[What you need to do] Find every line in the records below that contains the word "sandy" and copy each of those lines.

▼

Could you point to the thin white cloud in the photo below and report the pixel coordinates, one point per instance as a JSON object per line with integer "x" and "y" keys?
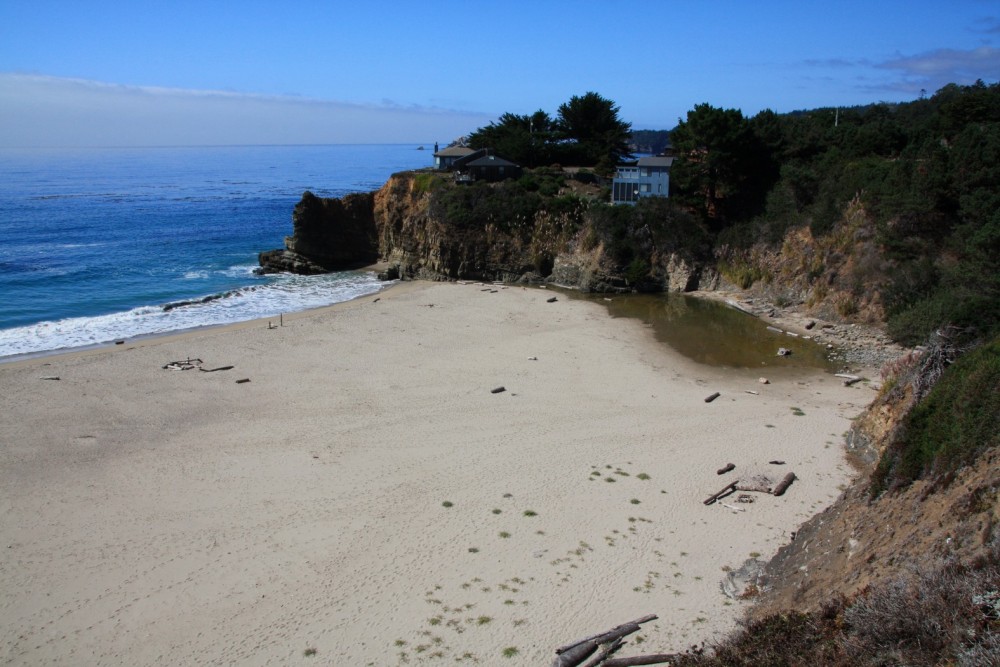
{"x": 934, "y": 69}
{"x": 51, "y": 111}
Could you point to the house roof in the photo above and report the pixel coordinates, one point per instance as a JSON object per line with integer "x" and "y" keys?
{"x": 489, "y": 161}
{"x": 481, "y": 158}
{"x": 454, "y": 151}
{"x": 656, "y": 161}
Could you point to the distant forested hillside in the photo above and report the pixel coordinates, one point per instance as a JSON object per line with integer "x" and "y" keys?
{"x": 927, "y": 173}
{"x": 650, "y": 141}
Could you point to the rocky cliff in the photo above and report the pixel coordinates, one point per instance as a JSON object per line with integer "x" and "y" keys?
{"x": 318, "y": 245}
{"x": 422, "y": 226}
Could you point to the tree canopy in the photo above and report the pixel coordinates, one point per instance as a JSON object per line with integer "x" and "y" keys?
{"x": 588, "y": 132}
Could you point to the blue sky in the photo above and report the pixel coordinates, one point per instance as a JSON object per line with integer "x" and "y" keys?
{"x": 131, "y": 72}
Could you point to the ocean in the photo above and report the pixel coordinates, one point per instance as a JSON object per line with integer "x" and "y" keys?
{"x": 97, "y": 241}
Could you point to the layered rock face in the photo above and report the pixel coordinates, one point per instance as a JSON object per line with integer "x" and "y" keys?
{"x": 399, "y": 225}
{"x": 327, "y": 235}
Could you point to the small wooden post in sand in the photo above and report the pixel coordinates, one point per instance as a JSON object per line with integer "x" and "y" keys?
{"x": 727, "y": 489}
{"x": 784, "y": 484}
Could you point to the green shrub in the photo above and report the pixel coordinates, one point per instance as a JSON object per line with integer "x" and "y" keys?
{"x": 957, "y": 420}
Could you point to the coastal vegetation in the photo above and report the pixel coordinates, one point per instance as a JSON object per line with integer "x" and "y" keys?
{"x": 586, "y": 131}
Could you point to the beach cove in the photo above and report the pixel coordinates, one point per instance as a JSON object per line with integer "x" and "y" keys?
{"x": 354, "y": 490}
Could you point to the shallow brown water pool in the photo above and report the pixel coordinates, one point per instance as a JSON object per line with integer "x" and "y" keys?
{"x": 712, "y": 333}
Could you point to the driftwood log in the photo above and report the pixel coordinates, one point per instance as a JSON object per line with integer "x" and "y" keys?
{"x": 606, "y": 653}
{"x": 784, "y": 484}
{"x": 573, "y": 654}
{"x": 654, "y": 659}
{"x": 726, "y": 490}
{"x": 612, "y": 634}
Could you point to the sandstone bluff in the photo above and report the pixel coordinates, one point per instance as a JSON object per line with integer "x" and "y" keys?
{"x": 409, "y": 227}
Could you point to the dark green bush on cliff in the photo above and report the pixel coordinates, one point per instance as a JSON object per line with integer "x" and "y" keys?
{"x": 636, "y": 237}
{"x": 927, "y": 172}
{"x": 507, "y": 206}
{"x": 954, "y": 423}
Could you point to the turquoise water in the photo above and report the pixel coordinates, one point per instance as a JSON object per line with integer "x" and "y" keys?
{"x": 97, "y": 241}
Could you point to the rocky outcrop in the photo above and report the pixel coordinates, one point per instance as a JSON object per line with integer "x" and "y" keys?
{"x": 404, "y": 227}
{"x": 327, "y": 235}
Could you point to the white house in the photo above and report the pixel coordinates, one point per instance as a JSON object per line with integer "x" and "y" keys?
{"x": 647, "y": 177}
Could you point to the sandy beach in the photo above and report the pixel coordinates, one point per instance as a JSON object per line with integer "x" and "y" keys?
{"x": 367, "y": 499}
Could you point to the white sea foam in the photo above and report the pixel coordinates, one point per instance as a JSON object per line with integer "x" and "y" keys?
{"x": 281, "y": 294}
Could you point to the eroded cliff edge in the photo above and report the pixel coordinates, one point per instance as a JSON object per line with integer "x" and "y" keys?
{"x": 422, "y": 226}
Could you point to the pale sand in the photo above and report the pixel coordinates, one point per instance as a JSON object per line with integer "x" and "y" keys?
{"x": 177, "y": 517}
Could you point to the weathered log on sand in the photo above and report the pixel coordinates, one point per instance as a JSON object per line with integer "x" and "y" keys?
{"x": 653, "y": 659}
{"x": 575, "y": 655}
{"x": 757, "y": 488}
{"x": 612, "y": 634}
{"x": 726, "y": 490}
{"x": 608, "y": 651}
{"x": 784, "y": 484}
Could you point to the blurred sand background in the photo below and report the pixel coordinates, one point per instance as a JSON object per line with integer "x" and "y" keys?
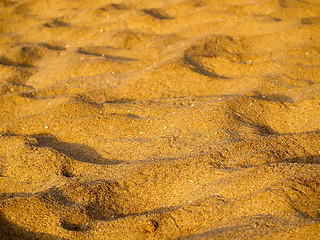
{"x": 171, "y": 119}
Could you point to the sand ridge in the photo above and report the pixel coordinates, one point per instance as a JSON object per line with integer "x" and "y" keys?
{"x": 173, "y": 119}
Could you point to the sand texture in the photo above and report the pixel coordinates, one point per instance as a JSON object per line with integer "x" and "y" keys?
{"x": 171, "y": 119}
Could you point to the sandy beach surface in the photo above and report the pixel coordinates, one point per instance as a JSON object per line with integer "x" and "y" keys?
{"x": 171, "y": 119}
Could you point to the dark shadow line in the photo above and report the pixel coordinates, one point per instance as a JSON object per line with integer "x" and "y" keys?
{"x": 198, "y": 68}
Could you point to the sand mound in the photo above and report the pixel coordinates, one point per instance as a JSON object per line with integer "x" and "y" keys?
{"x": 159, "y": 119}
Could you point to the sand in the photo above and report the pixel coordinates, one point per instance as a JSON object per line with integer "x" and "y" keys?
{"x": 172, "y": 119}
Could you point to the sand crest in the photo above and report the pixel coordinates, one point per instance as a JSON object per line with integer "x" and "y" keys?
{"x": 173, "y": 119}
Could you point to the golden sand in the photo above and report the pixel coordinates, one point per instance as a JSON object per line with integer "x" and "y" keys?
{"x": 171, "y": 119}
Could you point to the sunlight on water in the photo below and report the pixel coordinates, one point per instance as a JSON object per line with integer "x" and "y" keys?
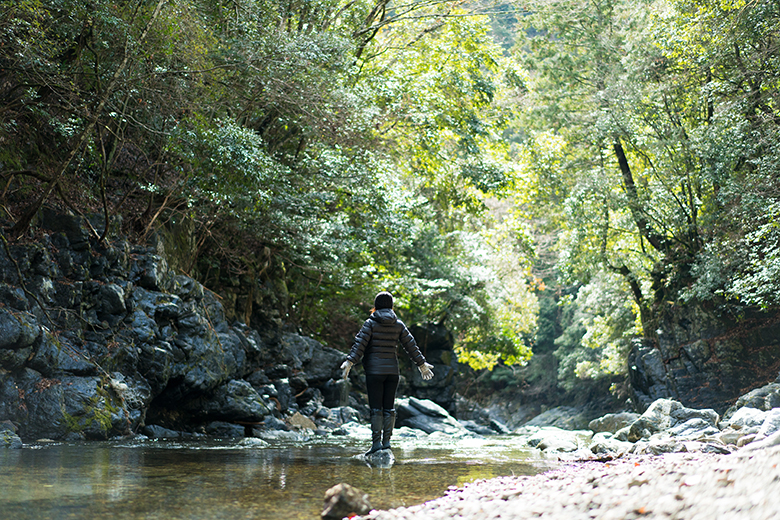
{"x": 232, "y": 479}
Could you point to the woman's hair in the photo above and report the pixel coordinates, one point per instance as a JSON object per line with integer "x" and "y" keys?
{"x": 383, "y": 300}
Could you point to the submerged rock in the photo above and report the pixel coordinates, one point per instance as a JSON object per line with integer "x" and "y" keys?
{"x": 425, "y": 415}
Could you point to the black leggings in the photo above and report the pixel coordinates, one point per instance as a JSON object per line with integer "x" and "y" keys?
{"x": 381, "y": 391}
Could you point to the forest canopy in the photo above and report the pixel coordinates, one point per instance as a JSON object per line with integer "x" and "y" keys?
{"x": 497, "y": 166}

▲
▼

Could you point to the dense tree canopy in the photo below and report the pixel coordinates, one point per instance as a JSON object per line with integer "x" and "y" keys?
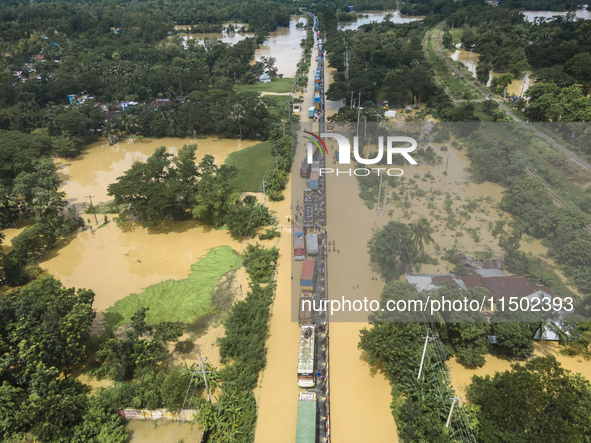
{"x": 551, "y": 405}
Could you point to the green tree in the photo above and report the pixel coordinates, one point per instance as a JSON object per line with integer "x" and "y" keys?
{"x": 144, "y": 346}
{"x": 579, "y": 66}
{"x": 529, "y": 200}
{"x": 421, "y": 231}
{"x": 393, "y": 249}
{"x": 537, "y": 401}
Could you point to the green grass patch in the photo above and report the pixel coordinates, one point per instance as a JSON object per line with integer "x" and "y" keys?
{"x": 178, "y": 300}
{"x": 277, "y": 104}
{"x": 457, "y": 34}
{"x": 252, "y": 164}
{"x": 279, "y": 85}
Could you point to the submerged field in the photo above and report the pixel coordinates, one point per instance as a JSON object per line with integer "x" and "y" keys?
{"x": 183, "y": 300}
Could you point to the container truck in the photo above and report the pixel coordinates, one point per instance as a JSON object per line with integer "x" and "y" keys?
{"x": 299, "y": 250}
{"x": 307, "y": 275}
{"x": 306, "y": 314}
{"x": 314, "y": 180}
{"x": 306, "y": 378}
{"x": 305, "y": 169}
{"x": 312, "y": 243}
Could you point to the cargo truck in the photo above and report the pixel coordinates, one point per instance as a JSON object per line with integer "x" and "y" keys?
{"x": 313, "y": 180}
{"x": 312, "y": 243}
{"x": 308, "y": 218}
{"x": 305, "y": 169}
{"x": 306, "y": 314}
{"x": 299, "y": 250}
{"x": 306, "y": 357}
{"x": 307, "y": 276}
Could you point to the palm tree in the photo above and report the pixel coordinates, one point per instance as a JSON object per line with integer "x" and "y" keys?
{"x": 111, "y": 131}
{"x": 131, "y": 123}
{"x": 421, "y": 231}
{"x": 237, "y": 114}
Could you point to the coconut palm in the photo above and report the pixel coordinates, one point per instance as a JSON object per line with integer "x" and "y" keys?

▲

[Correct output]
Could you point to the sandy beach in the photo above and report the pixel coordinates, one point per instance as a JSON object per line with integer "x" and "y" keys?
Could you point to the sandy beach surface in the photo above and report the pixel coordinates, one point per instance as a JSON object per line with integer "x" and "y" keys?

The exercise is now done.